:: Given problem ::
Render each of the entries below as an item in a numbered list, and omit any blank lines.

:: Records supplied ::
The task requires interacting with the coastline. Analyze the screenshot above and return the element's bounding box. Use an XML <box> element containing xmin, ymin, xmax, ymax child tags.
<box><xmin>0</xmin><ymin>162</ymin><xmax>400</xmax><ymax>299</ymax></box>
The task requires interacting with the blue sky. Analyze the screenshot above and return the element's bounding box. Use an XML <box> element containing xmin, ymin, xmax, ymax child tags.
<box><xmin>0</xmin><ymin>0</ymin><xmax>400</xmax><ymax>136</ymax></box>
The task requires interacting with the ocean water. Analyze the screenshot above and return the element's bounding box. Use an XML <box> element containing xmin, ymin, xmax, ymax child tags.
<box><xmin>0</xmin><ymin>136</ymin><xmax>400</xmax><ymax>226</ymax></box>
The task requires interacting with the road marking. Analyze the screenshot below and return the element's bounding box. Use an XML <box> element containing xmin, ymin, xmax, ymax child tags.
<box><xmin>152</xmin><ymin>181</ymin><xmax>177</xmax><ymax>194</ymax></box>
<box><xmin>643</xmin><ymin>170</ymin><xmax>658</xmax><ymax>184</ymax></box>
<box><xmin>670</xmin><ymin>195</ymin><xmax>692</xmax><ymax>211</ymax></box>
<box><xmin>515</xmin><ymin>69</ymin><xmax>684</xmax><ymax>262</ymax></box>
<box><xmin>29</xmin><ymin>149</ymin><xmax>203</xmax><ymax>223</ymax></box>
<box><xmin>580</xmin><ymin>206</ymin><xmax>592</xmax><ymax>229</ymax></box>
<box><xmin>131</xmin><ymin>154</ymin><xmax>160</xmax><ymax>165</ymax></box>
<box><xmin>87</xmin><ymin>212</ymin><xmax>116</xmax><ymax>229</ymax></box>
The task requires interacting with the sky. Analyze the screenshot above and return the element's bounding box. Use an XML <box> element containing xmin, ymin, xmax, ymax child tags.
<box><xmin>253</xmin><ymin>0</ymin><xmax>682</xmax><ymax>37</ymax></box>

:: Correct answer ::
1. The task requires interacting with the coastline. Analyze the screenshot above and return the element's bounding box. Use an XML <box> element containing xmin, ymin, xmax, ymax child tags.
2. <box><xmin>0</xmin><ymin>162</ymin><xmax>400</xmax><ymax>299</ymax></box>
3. The task requires interacting with the blue sky. Analyze the screenshot above and return the element's bounding box. Use an XML <box> element containing xmin, ymin, xmax, ymax child tags.
4. <box><xmin>0</xmin><ymin>0</ymin><xmax>400</xmax><ymax>136</ymax></box>
5. The task requires interacting with the ocean water. Analyze the screenshot above and return the element's bounding box. Use an XML <box> element containing xmin, ymin, xmax, ymax child tags.
6. <box><xmin>0</xmin><ymin>136</ymin><xmax>400</xmax><ymax>226</ymax></box>
7. The task requires interacting with the road marking. Analyze the screenshot below and return the element's bounding box. Use an XML <box> element containing xmin, ymin, xmax, ymax child tags.
8. <box><xmin>152</xmin><ymin>181</ymin><xmax>177</xmax><ymax>194</ymax></box>
9. <box><xmin>643</xmin><ymin>170</ymin><xmax>658</xmax><ymax>184</ymax></box>
10. <box><xmin>670</xmin><ymin>195</ymin><xmax>692</xmax><ymax>211</ymax></box>
11. <box><xmin>515</xmin><ymin>69</ymin><xmax>684</xmax><ymax>262</ymax></box>
12. <box><xmin>29</xmin><ymin>149</ymin><xmax>203</xmax><ymax>223</ymax></box>
13. <box><xmin>580</xmin><ymin>206</ymin><xmax>592</xmax><ymax>229</ymax></box>
14. <box><xmin>131</xmin><ymin>154</ymin><xmax>160</xmax><ymax>165</ymax></box>
15. <box><xmin>87</xmin><ymin>212</ymin><xmax>116</xmax><ymax>229</ymax></box>
16. The task requires interacting with the sky. Analyze the screenshot above and return the element's bounding box. Use an XML <box> element containing xmin, ymin, xmax, ymax child tags.
17. <box><xmin>253</xmin><ymin>0</ymin><xmax>682</xmax><ymax>37</ymax></box>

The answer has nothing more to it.